## [Consigne]
Pouvez-vous recopier mot pour mot le passage de l'extrait de page qui va de « Article pour Réussir, la » à « syllabes), s. f. » ?

## [Extrait de page]
********************

Article pour Réussir, la revue des Francas
DE LA “CITOYENNETE DES MINEURS”
AUX DROITS DE PARTICIPATION
DES ENFANTS ET DES JEUNES
Texte au 27 février 2000
CITOYENNETÉ (si-to-iè-ne-té), s. f.
Néologisme. Qualité de citoyen. Comme peuple, nous ne sommes pas
préparés pour la citoyenneté américaine, E. MONTÉGUT, Rev. des
Deux-Mondes, 15 juin 1876, p. 815.
Le Littré
PARTICIPATION (par-ti-si-pa-sion ; en vers, de six
syllabes), s. f.
1° Action de participer. Elle [la religion] apprend aux justes, qu'elle
élève jusqu'à la participation de la Divinité même, qu'en ce sublime
état ils portent encore la source de toute la corruption.... PASC. Pens. XII,
11, éd. HAVET. Toutes ces idées particulières ne sont que des participations
de l'idée générale de l'infini, MALEBR. Rech. vér. III, 2e part. ch. 6. Comme
il [l'archevêque Péréfixe] était sur le point de sortir, les religieuses se
jetèrent de nouveau à ses pieds, pour le conjurer de permettre au moins
qu'elles cherchassent, dans la participation des sacrements, la seule
consolation qu'elles pouvaient trouver sur la terre, RAC. Hist. Port-Royal, 2e
partie. La raison ... puisqu'elle est un don de Dieu et une participation
de la raison souveraine, MASS. Carême, Vérité de la relig. N'admettre à la participation
des mystères que des âmes sensibles et des imaginations ardentes et fortes,
DIDER. Opin. des anc. philos. (Grecs). Sixte était en droit de refuser les
vains honneurs d'un service funèbre à Henri III, qu'il regardait comme exclu de
la participation aux prières, VOLT. Moeurs, 184.
Sans ma participation, sans que j'y aie
aucunement contribué. Ces extraits ont été imprimés dans un journal sans ma participation,
D'ALEMB. Lett. au roi de Prusse, 28 nov. 1777.
2° Terme de commerce. Société en participation, association
momentanée et ordinairement secrète, entre plusieurs négociants, avec des parts
égales ou inégales. Indépendamment des trois espèces de sociétés ci-dessus [en
nom collectif, en commandite, anonymes], la loi reconnaît les associations
commerciales en participation, Code de comm. art. 47. Ces associations
sont relatives à une ou plusieurs opérations de commerce ; elles ont lieu
pour les objets, dans les formes, avec les proportions d'intérêt et aux
conditions convenues entre les participants, ib. 48.

********************

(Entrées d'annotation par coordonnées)

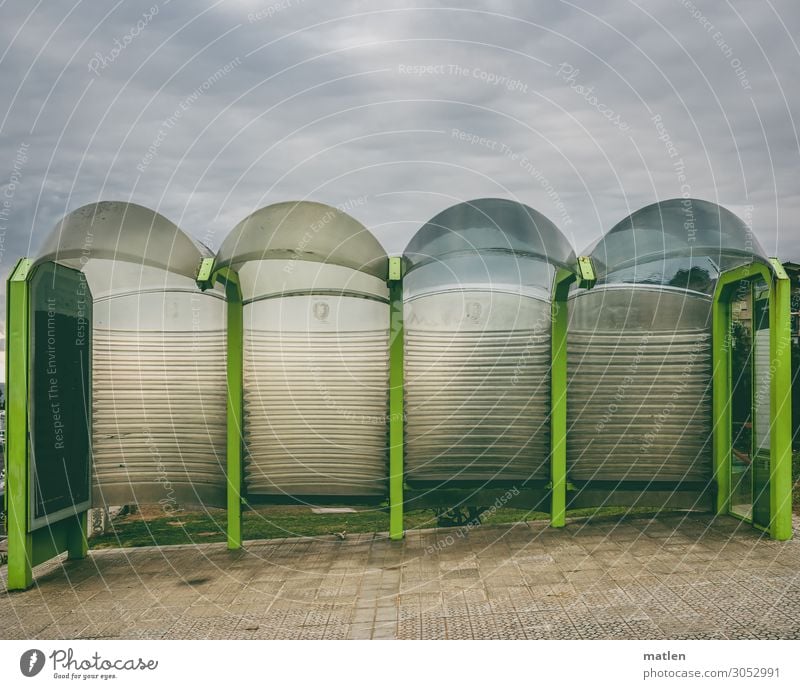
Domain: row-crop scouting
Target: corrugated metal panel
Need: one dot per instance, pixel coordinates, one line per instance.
(639, 393)
(477, 388)
(158, 417)
(315, 394)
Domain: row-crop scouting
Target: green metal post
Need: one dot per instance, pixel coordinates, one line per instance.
(558, 398)
(721, 396)
(396, 411)
(780, 526)
(235, 372)
(20, 540)
(780, 481)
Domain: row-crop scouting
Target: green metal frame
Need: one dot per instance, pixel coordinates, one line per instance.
(564, 278)
(780, 476)
(235, 371)
(396, 400)
(27, 548)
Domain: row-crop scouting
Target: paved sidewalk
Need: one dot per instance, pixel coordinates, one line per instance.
(677, 577)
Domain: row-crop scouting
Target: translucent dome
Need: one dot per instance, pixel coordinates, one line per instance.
(305, 231)
(679, 242)
(496, 243)
(120, 231)
(489, 225)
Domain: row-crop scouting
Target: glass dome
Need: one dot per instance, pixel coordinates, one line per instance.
(494, 242)
(158, 356)
(120, 231)
(682, 243)
(316, 343)
(477, 315)
(307, 231)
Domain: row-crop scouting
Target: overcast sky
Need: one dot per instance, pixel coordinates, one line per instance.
(584, 110)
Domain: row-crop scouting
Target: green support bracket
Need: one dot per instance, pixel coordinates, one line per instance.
(205, 274)
(558, 397)
(235, 371)
(780, 482)
(396, 403)
(20, 540)
(586, 274)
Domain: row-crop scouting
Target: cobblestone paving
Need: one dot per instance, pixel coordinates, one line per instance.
(687, 577)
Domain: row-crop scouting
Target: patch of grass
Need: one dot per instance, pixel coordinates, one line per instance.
(152, 527)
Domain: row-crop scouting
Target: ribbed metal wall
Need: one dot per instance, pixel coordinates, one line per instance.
(158, 410)
(477, 389)
(639, 393)
(315, 396)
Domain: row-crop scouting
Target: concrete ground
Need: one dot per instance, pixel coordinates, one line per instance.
(687, 576)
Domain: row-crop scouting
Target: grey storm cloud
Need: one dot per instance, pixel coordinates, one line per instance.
(207, 111)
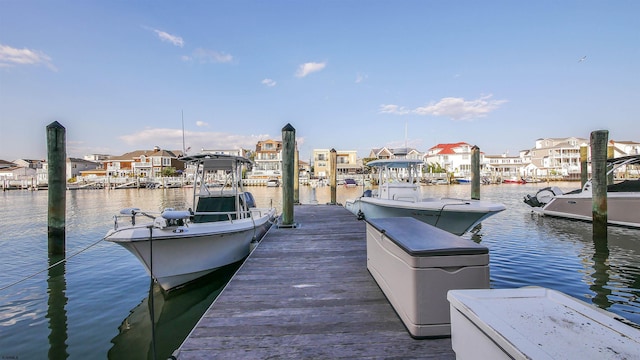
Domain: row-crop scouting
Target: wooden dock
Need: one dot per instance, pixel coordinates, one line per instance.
(306, 293)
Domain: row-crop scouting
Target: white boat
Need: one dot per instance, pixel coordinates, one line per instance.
(398, 195)
(178, 246)
(623, 199)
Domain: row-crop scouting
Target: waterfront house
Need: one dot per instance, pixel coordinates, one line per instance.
(12, 175)
(455, 158)
(144, 163)
(346, 163)
(29, 163)
(503, 166)
(393, 153)
(267, 160)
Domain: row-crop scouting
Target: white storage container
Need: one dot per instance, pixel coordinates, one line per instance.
(415, 264)
(536, 323)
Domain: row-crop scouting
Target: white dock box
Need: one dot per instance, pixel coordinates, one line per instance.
(415, 264)
(536, 323)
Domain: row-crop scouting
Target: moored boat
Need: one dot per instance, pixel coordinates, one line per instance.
(398, 195)
(623, 199)
(178, 246)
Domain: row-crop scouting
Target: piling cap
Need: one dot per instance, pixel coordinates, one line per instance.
(55, 124)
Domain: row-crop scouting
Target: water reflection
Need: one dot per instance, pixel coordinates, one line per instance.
(174, 313)
(610, 263)
(56, 312)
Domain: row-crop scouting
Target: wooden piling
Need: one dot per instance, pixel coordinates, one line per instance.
(584, 170)
(333, 177)
(475, 173)
(599, 139)
(610, 155)
(296, 178)
(288, 150)
(57, 166)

********************

## [Réponse attendue]
Article pour Réussir, la revue des Francas
DE LA “CITOYENNETE DES MINEURS”
AUX DROITS DE PARTICIPATION
DES ENFANTS ET DES JEUNES
Texte au 27 février 2000
CITOYENNETÉ (si-to-iè-ne-té), s. f.
Néologisme. Qualité de citoyen. Comme peuple, nous ne sommes pas
préparés pour la citoyenneté américaine, E. MONTÉGUT, Rev. des
Deux-Mondes, 15 juin 1876, p. 815.
Le Littré
PARTICIPATION (par-ti-si-pa-sion ; en vers, de six
syllabes), s. f.